La lunga marcia. Così sono cresciute le marche cinesi in Italia. E non è finita: tra le altre sono attese Changan, Great Wall (un ritorno), Lepas e Xiaomi
Prendere in considerazione soltanto i marchi che parlano mandarino stretto, però, non racconta l'intera storia. Perché i costruttori d'Oriente hanno impiegato una strategia più sofisticata che presentarsi semplicemente alla frontiera. Una strategia vecchia quanto il mondo: il cavallo di Troia. Il ruolo dell'Ulisse di turno, sullo scacchiere europeo, lo ha giocato soprattutto la Geely, con le quote azionarie nella Mercedes, le acquisizioni – nell'ordine – di Volvo, Lotus e di fatto Smart, e la creazione dei marchi "europei" Polestar e Lynk & Co. In Italia, poi, ha fatto la sua parte la Chery, principale fornitore dei modelli che Massimo Di Risio, con la sua DR, personalizza a Macchia d'Isernia, in Molise. Ebbene, se teniamo conto delle vetture della Repubblica Popolare "italovestite" e dei brand europei di proprietà cinese – tra cui il popolare marchio MG, detenuto dalla Saic –, scopriamo che la quota della domanda riconducibile a un generico "mondo Cina" nel nostro Paese ha superato il 10%. Una realtà così rilevante da non poter più essere ignorata. E che suscita interrogativi su qualità e affidabilità del prodotto, nonché su sicurezza e convenienza di un acquisto non più esercitato entro le sponde rassicuranti di brand da sempre esistiti nel nostro immaginario. Insomma, ce n'è abbastanza per dedicare alla galassia Cina il secondo Rapporto di Quattroruote, dopo quello sul potere d'acquisto pubblicato a ottobre.

**Esercizi:**
1 – Secondo il testo sulle marche cinesi in Italia, quale quota della domanda nel nostro Paese è riconducibile al "mondo Cina"?
2 – Continua il testo sulle marche cinesi in Italia dopo la sua ultima frase.

**Elenco fornito:**
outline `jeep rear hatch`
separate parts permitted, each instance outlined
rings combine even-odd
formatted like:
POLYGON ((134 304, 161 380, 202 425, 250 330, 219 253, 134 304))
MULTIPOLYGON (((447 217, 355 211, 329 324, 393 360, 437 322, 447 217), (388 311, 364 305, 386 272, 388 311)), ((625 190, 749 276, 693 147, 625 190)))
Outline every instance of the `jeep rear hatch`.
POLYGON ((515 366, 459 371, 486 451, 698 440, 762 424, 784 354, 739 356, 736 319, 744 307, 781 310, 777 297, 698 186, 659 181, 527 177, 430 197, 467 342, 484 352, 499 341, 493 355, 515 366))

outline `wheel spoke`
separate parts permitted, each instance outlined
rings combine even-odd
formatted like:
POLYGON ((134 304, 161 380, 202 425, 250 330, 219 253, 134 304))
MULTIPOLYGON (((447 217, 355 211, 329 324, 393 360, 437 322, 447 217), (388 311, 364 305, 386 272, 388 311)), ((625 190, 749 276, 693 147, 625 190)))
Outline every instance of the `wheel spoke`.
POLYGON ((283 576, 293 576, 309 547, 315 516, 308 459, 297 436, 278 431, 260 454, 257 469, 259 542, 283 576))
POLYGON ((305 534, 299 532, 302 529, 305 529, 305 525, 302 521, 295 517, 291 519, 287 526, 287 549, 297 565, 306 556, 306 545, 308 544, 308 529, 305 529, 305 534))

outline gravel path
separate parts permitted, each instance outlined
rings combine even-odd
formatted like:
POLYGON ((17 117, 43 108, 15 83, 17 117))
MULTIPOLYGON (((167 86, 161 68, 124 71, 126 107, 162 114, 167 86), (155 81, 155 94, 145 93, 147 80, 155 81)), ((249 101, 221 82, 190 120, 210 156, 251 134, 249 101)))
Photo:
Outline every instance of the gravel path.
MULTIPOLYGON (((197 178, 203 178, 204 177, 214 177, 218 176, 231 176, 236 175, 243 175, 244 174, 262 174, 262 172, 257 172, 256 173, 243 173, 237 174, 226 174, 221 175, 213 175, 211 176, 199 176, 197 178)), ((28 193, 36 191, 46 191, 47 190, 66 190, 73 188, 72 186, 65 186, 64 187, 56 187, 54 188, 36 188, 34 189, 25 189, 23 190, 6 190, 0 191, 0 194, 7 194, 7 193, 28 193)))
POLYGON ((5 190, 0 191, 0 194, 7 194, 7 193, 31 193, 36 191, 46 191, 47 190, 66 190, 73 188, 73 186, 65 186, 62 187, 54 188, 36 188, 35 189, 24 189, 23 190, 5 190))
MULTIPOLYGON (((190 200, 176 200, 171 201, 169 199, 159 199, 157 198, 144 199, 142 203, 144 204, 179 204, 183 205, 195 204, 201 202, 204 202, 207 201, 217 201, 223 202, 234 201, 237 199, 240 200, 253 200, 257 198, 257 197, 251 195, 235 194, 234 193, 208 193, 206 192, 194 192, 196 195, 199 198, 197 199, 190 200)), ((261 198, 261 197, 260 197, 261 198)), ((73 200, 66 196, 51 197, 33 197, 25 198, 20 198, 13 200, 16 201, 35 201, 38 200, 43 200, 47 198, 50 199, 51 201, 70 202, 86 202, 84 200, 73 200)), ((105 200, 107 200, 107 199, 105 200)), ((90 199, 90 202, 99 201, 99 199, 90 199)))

**Soluzioni:**
1 – Ha superato il 10%.

2 –
Un universo in movimento. Le 24 marche che compongono quello che abbiamo chiamato "mondo Cina" nel nostro Paese, con legami cioè più o meno forti con il colosso asiatico, costituiscono solo la parte a noi visibile di una galassia articolata e complessa, e in continua evoluzione. Sono oltre 120 i marchi in gioco, se si considerano anche quelli che producono veicoli commerciali leggeri. Nello schema a fianco abbiamo raccolto solo quelli principali che fanno auto passeggeri, e già sono una miriade, evidenziando i gruppi di controllo con le relative grandezze sulla base del fatturato. Abbiamo incluso anche la Hozon Auto, che ha portato i libri in tribunale pochi mesi fa, per ricordare quanto caduco può essere il destino di alcuni di questi pianeti e dei loro satelliti. Del resto, le previsioni degli analisti sono concordi nell'anticipare forti sconvolgimenti nei prossimi anni, con un processo di consolidamento che, secondo AlixPartners, potrebbe portare i superstiti a un massimo di venti per l'anno 2030.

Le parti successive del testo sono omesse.